Source passage:
Start of Block

Despite the power and promise of transgenic experiments, in many cases it has not been possible to draw firm conclusions from them. A series of problems will be discussed, together with possible solutions.

1. Genetic background. ES cells are most commonly made from mouse strains (such as 129) that harbour a mutation or mutations, so far unknown, that permit the outgrowth and proliferation of cells from the early embryo. ES cells are reported to have been prepared from other strains, including BL/6, but these have not been widely used. There are also potential problems of strain typing that could confound the issue (Simpson et al., 1997). Because 129 mice perform poorly on a variety of tests, transgenic mice are routinely backcrossed to a more robust strain (e.g. BL/6). This presents a problem because the control mice will tend to have the BL/6 allele (and flanking BL/6 genes) where modified or knockout mice will contain the 129 allele. This may explain, in part, irreproducibility of some transgenic experiments (Routtenberg, 1995; Gerlai, 1996; Lathe, 1997).

2. Non-specific effects. In a study addressing the relationship between gene X and behavior Y a clear problem occurs if gene X affects another aspect of body physiology (blood pressure, liver function, ...) that themselves can affect behavior Y (see Lathe, 1997)

3. Sex and other differences. Males and females perform differently (see Lathe, 1997 and references therein) – in other tests behavior evolves as a function of the age of the animal. Animals may behave differently according to the location of the apparatus (Crabbe et al., 1999). For these reasons experimental group sizes must be increased. In addition, small differences in rearing conditions can have relatively large effects on certain aspects of brain development.

End of Block

Listed records:
Start of Block

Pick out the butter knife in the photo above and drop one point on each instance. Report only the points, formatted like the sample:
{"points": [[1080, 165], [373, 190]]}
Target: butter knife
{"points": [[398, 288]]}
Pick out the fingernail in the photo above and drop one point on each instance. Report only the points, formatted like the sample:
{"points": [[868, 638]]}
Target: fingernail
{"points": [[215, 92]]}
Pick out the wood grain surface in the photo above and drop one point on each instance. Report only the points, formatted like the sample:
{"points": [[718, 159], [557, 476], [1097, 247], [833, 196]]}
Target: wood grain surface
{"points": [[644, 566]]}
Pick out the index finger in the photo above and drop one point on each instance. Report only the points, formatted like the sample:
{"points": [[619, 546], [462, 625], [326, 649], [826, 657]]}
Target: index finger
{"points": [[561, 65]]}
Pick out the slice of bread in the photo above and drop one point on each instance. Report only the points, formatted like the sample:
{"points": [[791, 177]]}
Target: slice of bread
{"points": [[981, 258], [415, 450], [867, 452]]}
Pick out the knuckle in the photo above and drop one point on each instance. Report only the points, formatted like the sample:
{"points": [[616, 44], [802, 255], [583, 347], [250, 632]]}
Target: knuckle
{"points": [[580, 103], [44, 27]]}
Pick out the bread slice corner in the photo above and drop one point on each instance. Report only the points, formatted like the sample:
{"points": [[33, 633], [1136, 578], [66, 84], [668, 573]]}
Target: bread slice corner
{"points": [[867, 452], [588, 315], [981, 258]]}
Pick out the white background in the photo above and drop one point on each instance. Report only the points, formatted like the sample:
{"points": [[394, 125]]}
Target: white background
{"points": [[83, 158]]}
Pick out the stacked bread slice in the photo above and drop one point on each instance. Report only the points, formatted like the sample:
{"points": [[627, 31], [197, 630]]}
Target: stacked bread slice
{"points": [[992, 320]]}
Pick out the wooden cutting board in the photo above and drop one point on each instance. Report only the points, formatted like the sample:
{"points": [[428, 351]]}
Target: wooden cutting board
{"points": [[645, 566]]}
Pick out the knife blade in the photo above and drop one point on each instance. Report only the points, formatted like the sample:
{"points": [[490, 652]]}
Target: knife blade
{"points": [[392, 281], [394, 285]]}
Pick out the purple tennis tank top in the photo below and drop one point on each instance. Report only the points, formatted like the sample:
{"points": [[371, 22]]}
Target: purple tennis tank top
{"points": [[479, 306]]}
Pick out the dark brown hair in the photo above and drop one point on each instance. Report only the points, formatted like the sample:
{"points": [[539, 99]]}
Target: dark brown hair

End of Block

Task list:
(1) Copy the passage on transgenic experiments from "Despite the power" up to and including "with possible solutions.".
(2) In the passage on transgenic experiments, why are transgenic mice routinely backcrossed to a more robust strain?
(3) Do these statements agree with the passage on transgenic experiments? For each, answer yes or no and quote the words that decide it.
(a) ES cells have been reported to be prepared from strains other than 129.
(b) Male and female mice perform the same way.
(c) Experimental group sizes should be reduced.

Answers in order:
(1)
Despite the power and promise of transgenic experiments, in many cases it has not been possible to draw firm conclusions from them. A series of problems will be discussed, together with possible solutions.

(2) Because 129 mice perform poorly on a variety of tests.

(3)
(a) Yes: "ES cells are reported to have been prepared from other strains, including BL/6"
(b) No: "Males and females perform differently"
(c) No: "For these reasons experimental group sizes must be increased."